-------- DATA IN THIS EXERCISE --------

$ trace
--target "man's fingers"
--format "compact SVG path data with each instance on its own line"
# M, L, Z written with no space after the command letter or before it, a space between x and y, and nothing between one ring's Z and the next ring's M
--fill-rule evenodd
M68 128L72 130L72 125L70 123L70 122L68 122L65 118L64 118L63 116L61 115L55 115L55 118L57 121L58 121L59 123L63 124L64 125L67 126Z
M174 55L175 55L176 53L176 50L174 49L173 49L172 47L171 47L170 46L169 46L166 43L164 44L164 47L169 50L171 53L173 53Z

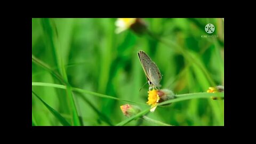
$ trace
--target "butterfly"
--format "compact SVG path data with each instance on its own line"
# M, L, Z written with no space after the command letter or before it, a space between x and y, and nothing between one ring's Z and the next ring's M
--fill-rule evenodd
M160 81L162 79L162 75L156 63L141 50L138 52L138 55L148 79L149 89L156 89L161 87Z

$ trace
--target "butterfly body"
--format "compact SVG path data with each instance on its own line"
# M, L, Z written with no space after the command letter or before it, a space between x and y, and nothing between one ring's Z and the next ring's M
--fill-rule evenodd
M149 89L159 88L161 86L160 81L162 79L162 75L156 63L142 51L140 51L138 55L148 79Z

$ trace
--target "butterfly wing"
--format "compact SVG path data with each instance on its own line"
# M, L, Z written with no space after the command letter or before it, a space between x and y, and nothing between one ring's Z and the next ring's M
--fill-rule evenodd
M139 58L140 59L140 63L142 67L143 70L145 73L146 76L148 80L151 82L151 79L149 77L149 68L150 63L151 63L152 60L143 51L140 51L138 53Z
M149 74L149 78L151 79L153 85L157 87L161 87L160 81L162 79L162 75L158 68L154 62L151 63Z
M140 51L138 53L147 78L154 86L160 87L162 75L156 63L143 51Z

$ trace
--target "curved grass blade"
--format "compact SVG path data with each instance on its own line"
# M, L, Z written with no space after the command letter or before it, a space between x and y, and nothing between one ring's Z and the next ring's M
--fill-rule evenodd
M188 93L188 94L180 94L176 95L177 98L166 101L161 103L159 103L158 106L162 106L166 104L169 104L175 102L178 102L180 101L183 101L186 100L189 100L192 99L196 99L196 98L210 98L211 97L224 97L224 93L220 92L220 93L207 93L207 92L201 92L201 93ZM142 111L139 114L131 117L130 118L126 119L116 125L116 126L122 126L124 125L129 122L132 121L132 120L139 117L147 113L149 111L151 108L146 109L144 111Z
M62 85L59 85L59 84L51 84L51 83L40 83L40 82L32 82L32 86L49 86L49 87L57 87L57 88L59 88L59 89L66 89L66 86ZM127 100L123 99L119 99L119 98L117 98L112 96L109 96L103 94L100 94L96 92L93 92L91 91L89 91L87 90L82 90L78 88L74 88L74 87L71 87L71 90L74 91L77 91L77 92L79 92L82 93L85 93L87 94L90 94L91 95L93 95L95 96L97 96L99 97L101 97L101 98L108 98L108 99L115 99L117 100L120 100L120 101L126 101L126 102L132 102L133 103L137 103L137 104L140 104L140 105L146 105L148 106L148 105L143 103L140 103L140 102L134 102L130 100Z
M99 115L99 117L100 118L100 119L101 119L103 121L105 122L106 123L108 124L109 125L111 125L111 126L113 125L113 124L111 122L110 119L107 116L104 115L104 114L101 113L99 110L98 110L96 107L95 107L93 105L93 104L92 104L92 103L89 101L89 100L88 100L85 97L84 97L84 95L82 93L78 93L78 95L80 96L80 97L81 97L81 98L85 102L88 103L88 105L89 105L89 106L90 106L91 107L92 107L93 110L94 110L95 112L97 113L97 114Z
M32 93L35 95L38 99L46 107L46 108L50 110L50 111L53 114L64 126L70 126L71 125L57 111L52 108L49 105L48 105L45 102L44 102L38 95L37 95L34 92L32 91ZM33 123L32 122L32 124Z
M125 124L128 123L129 122L132 121L132 120L137 118L138 118L138 117L140 117L143 115L144 115L145 114L146 114L147 113L148 113L150 110L151 108L148 108L148 109L146 109L146 110L143 110L143 111L142 111L141 112L137 114L137 115L135 115L119 123L118 123L116 125L116 126L122 126L122 125L124 125Z

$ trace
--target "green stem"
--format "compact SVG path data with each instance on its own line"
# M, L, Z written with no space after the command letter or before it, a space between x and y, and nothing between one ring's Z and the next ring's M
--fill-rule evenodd
M163 122L159 122L159 121L156 121L156 120L154 120L153 119L151 119L147 116L142 116L142 118L146 121L147 121L149 122L151 122L153 123L154 123L154 124L156 124L158 125L161 125L161 126L172 126L171 125L170 125L170 124L166 124L166 123L164 123Z

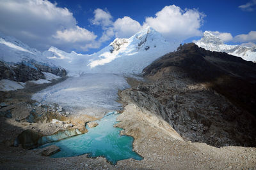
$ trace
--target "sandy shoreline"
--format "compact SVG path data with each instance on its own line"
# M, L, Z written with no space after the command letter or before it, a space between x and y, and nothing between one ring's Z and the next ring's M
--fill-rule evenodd
M132 81L132 80L133 83L131 83L131 80L128 81L131 86L138 83ZM102 157L91 159L83 155L52 159L41 156L37 150L25 150L20 146L13 147L12 146L13 140L23 130L40 131L44 134L49 134L60 129L58 126L15 121L15 118L22 119L28 115L30 110L27 104L32 106L34 102L29 98L35 92L33 88L2 96L4 98L1 99L1 101L7 101L6 104L15 109L12 110L12 118L0 118L0 169L241 169L256 167L255 148L227 146L218 148L204 143L184 141L161 117L140 108L132 101L126 92L132 89L119 92L124 110L117 118L118 121L121 121L117 126L124 129L122 134L134 138L134 150L143 157L142 160L130 159L120 160L114 166ZM36 87L35 88L38 89ZM67 118L75 125L72 128L75 128L76 125L79 128L79 126L84 125L86 121L93 120L93 117L86 116L83 118L81 117Z

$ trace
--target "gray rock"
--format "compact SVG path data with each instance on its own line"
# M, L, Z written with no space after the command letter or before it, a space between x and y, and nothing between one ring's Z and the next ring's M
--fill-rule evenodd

--------

[STATED GOAL] Pull out every line above that contains the word "butterfly".

[EXERCISE OUTPUT]
--target "butterfly"
--target "butterfly body"
--target "butterfly wing"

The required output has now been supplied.